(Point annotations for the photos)
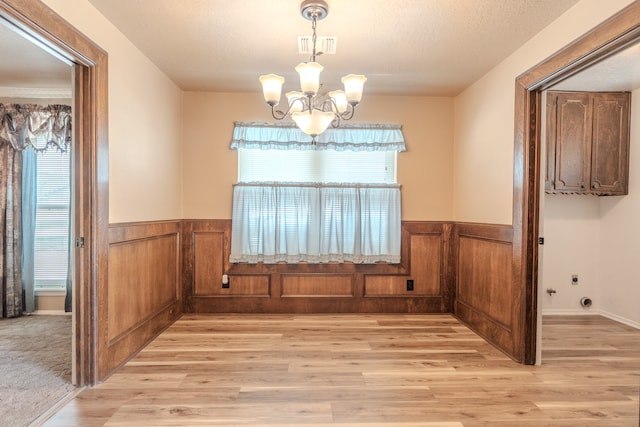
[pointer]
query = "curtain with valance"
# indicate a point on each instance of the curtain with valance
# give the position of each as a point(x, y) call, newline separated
point(287, 136)
point(24, 129)
point(316, 222)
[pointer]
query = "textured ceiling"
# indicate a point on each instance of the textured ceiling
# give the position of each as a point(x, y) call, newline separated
point(26, 65)
point(431, 47)
point(425, 47)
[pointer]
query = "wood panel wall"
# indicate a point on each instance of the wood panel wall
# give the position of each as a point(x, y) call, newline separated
point(486, 295)
point(317, 288)
point(159, 270)
point(143, 295)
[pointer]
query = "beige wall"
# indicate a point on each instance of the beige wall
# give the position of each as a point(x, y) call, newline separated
point(620, 238)
point(145, 116)
point(599, 239)
point(484, 117)
point(424, 170)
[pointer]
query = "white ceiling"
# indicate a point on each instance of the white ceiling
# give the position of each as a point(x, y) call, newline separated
point(26, 65)
point(425, 47)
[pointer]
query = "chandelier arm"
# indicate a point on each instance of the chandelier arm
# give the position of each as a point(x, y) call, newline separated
point(348, 114)
point(278, 114)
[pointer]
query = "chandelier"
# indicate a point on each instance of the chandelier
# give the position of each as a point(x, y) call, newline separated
point(311, 110)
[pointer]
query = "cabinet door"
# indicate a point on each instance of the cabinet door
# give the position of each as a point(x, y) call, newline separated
point(610, 143)
point(573, 142)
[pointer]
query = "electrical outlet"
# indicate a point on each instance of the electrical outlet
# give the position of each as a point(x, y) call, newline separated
point(410, 284)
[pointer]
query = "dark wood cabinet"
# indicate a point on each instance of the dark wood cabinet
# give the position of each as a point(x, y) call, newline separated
point(587, 142)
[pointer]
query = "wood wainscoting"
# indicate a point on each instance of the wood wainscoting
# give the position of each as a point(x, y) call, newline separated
point(486, 294)
point(317, 288)
point(158, 270)
point(143, 295)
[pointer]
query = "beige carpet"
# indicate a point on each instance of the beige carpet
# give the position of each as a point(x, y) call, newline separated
point(35, 366)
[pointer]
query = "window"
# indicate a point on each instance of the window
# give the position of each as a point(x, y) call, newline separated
point(255, 165)
point(51, 258)
point(334, 202)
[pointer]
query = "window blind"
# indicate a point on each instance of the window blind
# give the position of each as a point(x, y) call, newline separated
point(51, 257)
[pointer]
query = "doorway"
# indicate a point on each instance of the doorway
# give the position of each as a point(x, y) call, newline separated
point(36, 22)
point(610, 37)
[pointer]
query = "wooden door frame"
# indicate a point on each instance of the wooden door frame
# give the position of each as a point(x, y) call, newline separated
point(34, 20)
point(611, 36)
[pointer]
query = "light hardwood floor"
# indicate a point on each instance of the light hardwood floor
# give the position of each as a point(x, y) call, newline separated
point(366, 370)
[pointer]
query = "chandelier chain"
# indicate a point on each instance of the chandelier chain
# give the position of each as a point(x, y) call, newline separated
point(314, 37)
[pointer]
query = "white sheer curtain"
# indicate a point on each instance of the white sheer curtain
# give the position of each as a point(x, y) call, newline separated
point(315, 223)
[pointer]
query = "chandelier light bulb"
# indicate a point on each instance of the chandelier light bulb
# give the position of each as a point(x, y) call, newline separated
point(272, 88)
point(296, 101)
point(353, 86)
point(313, 112)
point(340, 99)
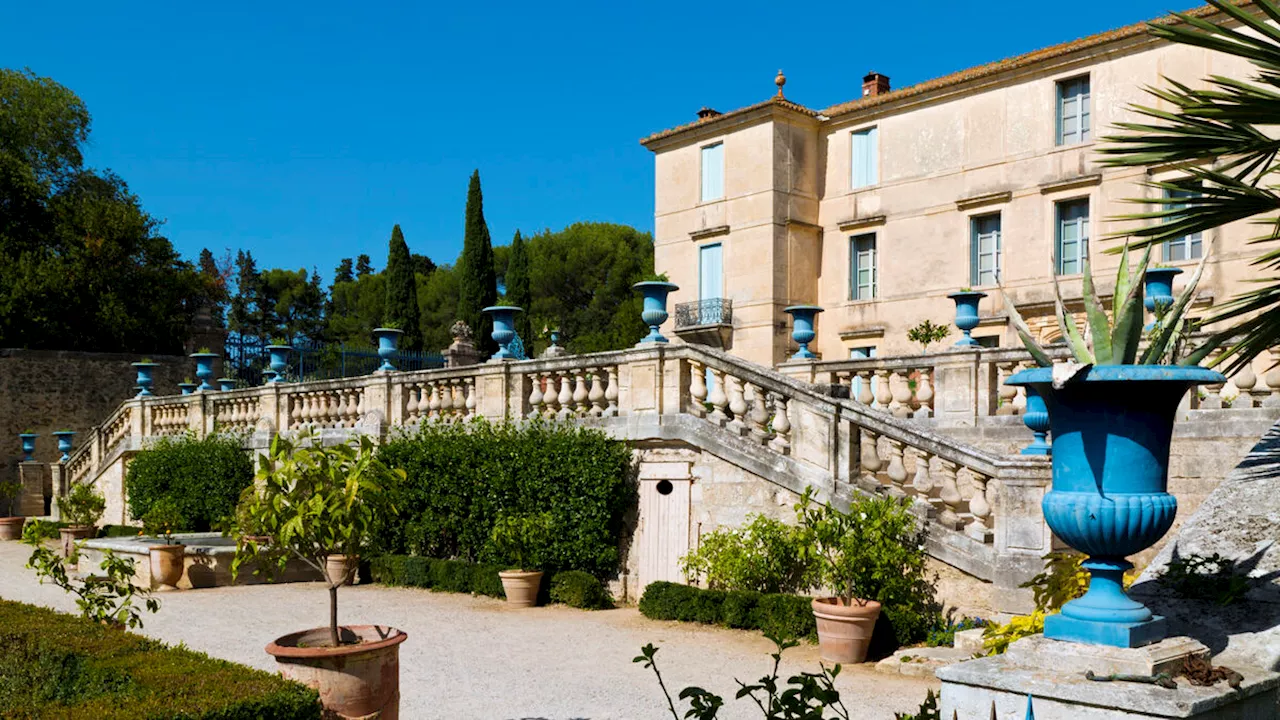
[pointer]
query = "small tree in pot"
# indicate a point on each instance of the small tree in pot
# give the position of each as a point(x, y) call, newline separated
point(315, 504)
point(519, 540)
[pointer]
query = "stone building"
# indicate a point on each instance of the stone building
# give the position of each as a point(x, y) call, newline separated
point(877, 208)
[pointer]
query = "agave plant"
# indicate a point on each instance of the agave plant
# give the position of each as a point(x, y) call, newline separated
point(1116, 340)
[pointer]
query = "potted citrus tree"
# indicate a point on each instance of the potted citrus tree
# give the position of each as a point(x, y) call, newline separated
point(81, 509)
point(517, 541)
point(318, 502)
point(167, 559)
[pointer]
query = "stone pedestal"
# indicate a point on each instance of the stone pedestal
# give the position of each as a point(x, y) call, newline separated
point(1052, 674)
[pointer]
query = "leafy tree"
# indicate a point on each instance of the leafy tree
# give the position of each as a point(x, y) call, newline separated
point(519, 291)
point(478, 283)
point(402, 292)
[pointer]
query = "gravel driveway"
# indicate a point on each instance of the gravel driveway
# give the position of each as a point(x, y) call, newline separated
point(471, 657)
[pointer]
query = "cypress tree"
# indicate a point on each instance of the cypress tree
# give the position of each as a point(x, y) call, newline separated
point(402, 292)
point(519, 291)
point(478, 283)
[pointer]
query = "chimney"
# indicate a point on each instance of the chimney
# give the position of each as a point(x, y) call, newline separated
point(874, 83)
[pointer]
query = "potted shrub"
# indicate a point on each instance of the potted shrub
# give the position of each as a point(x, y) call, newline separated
point(316, 502)
point(1111, 414)
point(81, 509)
point(168, 559)
point(516, 540)
point(10, 525)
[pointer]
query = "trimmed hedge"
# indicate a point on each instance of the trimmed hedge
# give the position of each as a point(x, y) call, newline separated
point(571, 587)
point(784, 615)
point(204, 477)
point(462, 477)
point(54, 665)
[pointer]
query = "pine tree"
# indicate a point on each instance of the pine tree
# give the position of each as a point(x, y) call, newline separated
point(519, 291)
point(402, 292)
point(478, 286)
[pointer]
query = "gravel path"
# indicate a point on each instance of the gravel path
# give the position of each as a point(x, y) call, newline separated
point(471, 657)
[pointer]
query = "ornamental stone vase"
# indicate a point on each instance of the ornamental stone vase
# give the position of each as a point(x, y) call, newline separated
point(279, 361)
point(801, 328)
point(503, 329)
point(205, 369)
point(1111, 433)
point(967, 315)
point(64, 443)
point(145, 381)
point(654, 313)
point(388, 345)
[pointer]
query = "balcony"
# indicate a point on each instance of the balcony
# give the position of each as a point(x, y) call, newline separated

§ **Work to do**
Reproduce the records above, from the start of the records through the line that contains "point(311, 110)", requests included, increasing every x and y coordinate in the answers by 7. Leave the pictures out of your answer.

§ **Exercise response**
[pointer]
query = "curtain with valance"
# indicate a point on each instance of the curtain with valance
# give the position of each as a point(x, y) call, newline separated
point(294, 143)
point(31, 136)
point(323, 229)
[pointer]
query = "textured ceiling"
# indicate a point on each instance of the textured ceiling
# give the position of each as a point(x, y) call, newline separated
point(33, 72)
point(438, 54)
point(432, 54)
[pointer]
query = "wood panel wall"
# indicate a point on each instance of the wood panel wall
# give the position of each as a point(x, y) call, newline separated
point(493, 302)
point(324, 295)
point(166, 277)
point(150, 302)
[pointer]
query = "beige wall"
# indicate a point on each instance of the beige wall
# give the position of each as a point(x, y) call, newline separated
point(627, 245)
point(152, 123)
point(606, 246)
point(491, 124)
point(431, 177)
[pointer]
query = "white ceiling"
# indicate a point on each instance of the white ceiling
# give the position of each as a point(x, y) call, newline separated
point(33, 72)
point(432, 54)
[pointer]
query = "chandelier arm"
# indicate a point on each instance of the chandelier arm
# give the position of each as a point(x, y) call, newline separated
point(355, 121)
point(285, 121)
[pointer]
query = "chandelier"
# indicate a point on each instance of the chandelier
# give the position of each as a point(x, y) call, newline separated
point(318, 117)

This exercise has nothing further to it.